TEXTO SELECCIONADO =
Ernesto Montenegro destacó en el periodismo y fue calificado como ‘el mejor crítico de Chile’.

Por Carlos Arrizabalaga. 15 julio, 2024. Publicado en El Peruano

La reseña constituye un lugar común en la crítica literaria, actividad que se torna compleja, al decir de R. Williams (2008), porque no siempre apela al sentido etimológico de descubrir errores, sino que, al menos desde el siglo XVII, se aplica al acto de juzgar o valorar una obra, con repercusiones para la consideración social, ideológica, política e histórica que ello conlleva. Más allá del mero examen de un texto, sirve lo mismo para afirmar un canon nacional, como para proyectar un movimiento de apropiación del otro, una suerte de control imperialista sobre universos culturales satélites.

Cuando los periódicos todavía publicaban extensas secciones culturales, en Estados Unidos contrataban colaboradores que difundiesen la producción literaria hispanoamericana. Era una apuesta comercial, pero también una idea poderosa.

El escritor, ensayista y crítico literario chileno Ernesto Montenegro escribe en el New York Times y el New York Evening Post sobre Gabriela Mistral (1923), Vicente Pérez Rosales (1926), Ricardo Güiraldes (1928) o Rómulo Gallegos (1941). Ese año –perdón por el inciso– fue también profesor visitante en Bowdoin College (Maine). En 1924 escribe sobre Mis últimas tradiciones peruanas de Ricardo Palma (1906), poniendo de manifiesto la alta consideración que todo el continente tenía del tradicionista peruano: ningún otro –señala Montenegro– se acerca tanto al ideal de escritor, pues “en Palma se hallan la gracia del caricaturista y la imaginación del poeta, con la mirada amplia de un humanista”.

Ernesto Montenegro (1885-1967), nacido en una tranquila localidad de provincias, destacó en el periodismo y en su día fue calificado como “el mejor crítico de Chile”. Fue autor de libros de relatos de estilo regionalista: Mario Ventura (1933), Viento norte, viento sur (1968), en los que se ha señalado la grandeza de la sencillez. Colaboró con muchos periódicos de su país y de Argentina. También fue director de la Escuela de Periodismo de la Universidad de Chile.

QUÉ SE PIDE =
a. Cuenta cuántas líneas de los registros contienen la palabra "empty", respetando mayúsculas y minúsculas, y responde solo con el número.
b. Prolonga el texto sobre el crítico Ernesto Montenegro a partir de donde termina.
El texto no guarda ninguna relación con los registros.

MATERIALES DEL EJERCICIO =
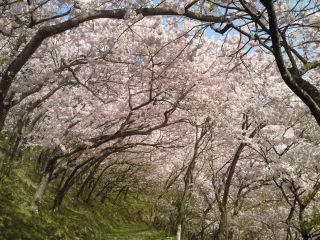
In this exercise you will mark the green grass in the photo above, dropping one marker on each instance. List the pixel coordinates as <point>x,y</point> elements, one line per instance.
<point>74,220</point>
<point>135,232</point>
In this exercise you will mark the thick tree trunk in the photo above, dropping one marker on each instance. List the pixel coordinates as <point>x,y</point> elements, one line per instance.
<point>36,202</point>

...

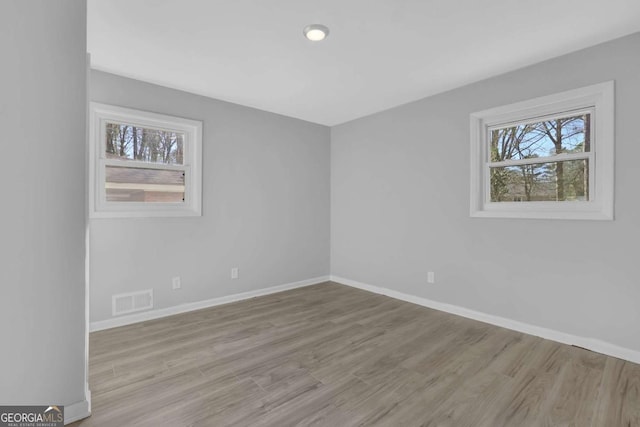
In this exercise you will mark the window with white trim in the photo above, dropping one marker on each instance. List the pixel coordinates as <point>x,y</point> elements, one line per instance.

--

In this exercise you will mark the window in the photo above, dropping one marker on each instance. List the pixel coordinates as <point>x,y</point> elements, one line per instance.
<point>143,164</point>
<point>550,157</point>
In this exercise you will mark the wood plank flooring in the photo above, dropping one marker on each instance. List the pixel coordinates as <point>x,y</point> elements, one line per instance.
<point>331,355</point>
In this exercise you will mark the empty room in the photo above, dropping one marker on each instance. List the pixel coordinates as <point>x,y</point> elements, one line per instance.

RESPUESTAS DEL EJERCICIO =
a. 1

b.
Montenegro siguió colaborando con periódicos y editores de Nueva York, sobre todo para los famosos editores Farrar y Rinehart. Ciro Alegría lo conoció en su exilio chileno. Se lo encontró un día en la librería Nascimiento, en la calle Ahumada 125 (al lado de la sastrería Falabella). Montenegro era miembro del jurado que iba a juzgar su novela La serpiente de oro y se le acercó a preguntarle si acaso Ciro Alegría era un seudónimo: “El ensayista Ernesto Montenegro, hombre discreto, sonrió cuando un nombre que parecía seudónimo resultó siendo un nombre no más”, recordaría el escritor liberteño en las páginas Ínsula (1959). La casualidad quiso que Montenegro fuera también miembro del jurado, junto a Blair Nites y John Dos Passos, que premió El mundo es ancho y ajeno (1941). Harriet de Onís hizo la traducción al inglés y la prensa destacaría el talento literario del joven escritor peruano. Además, el conflicto de la obra reflejaba una realidad y un sentido muy contemporáneo: una comunidad próspera y tranquila bajo el sabio gobierno de Rosendo Maqui encuentra su existencia bruscamente amenazada por un predatory landowner, el poderoso don Álvaro Amenábar.

La Universidad de Florida organizó, en abril de 1940, un evento académico sobre la importancia que podría tener la literatura hispanoamericana. Un notable profesor norteamericano, el hispanista Sturgis E. Leavitt, de la Universidad de North Carolina, defendía que, pese a las dificultades de su lectura, su inclusión en el currículo académico podría ser recomendable para conocer la geografía y la política de esos países. Montenegro exhibió una posición igualmente panamericanista al definir la literatura como una expresión de “amistad sincera entre las gentes”. La difusión de estas obras podría ser educativa para un lector que necesita familiarizarse con la realidad diversa y la grandeza del paisaje americano, afirmando sobre todo que sus habitantes en toda la extensión del continente no eran europeos ni debían mirarse en el espejo europeo. Terminada la II Guerra Mundial, muchos escritores volverán a frecuentar los cafés parisinos y luego del boom el panamericanismo habrá quedado en un pliego lleno de vetusteces bienintencionadas.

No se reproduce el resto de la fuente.